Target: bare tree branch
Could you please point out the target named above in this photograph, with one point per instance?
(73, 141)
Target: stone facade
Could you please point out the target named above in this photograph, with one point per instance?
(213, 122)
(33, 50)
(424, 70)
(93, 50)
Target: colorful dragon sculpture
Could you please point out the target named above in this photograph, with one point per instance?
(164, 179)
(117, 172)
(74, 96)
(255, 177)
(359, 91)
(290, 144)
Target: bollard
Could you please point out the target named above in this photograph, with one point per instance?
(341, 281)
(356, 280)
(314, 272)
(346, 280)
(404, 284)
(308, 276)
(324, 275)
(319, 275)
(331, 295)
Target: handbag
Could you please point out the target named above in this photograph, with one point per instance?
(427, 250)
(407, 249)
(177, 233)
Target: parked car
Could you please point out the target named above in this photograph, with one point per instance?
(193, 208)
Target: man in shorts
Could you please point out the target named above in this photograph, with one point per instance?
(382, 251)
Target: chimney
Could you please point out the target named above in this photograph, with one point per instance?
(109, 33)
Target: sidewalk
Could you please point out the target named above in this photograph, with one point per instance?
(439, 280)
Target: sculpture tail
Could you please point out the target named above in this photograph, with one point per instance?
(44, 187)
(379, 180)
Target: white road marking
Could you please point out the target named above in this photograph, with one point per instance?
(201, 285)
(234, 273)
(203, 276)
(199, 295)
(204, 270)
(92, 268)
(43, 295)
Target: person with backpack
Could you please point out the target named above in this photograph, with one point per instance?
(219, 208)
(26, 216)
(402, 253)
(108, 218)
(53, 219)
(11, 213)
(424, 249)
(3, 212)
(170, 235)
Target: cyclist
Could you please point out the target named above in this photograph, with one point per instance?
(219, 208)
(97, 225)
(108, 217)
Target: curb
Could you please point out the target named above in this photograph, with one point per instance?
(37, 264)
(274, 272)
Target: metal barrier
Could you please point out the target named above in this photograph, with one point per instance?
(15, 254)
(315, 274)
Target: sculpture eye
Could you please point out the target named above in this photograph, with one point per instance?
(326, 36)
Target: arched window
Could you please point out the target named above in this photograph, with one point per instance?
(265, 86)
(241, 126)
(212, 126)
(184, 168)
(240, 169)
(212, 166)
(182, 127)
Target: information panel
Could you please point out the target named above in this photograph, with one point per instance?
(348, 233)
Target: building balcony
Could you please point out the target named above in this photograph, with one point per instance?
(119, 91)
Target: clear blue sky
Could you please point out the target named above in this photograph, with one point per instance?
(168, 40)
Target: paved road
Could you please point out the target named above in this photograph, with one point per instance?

+++++

__Directions for this task__. From the material above, set down exactly the lines between the line holding "Target: man in shorts" and the line holding "Target: white road marking", inclusive. Include nothing else.

__Answer to this problem__.
Target: man in shorts
Could you please point out the target named above in this photograph, with one point per instance?
(382, 251)
Target: chimney
Could you please point out the target named above in this photograph, with one point per instance?
(109, 33)
Target: sidewalk
Could you please point out the target named above in this photograph, with one point per instance?
(439, 280)
Target: sculpture tail
Could you please point out the target named above in this photograph, with one point per instance?
(44, 187)
(379, 180)
Target: white road marking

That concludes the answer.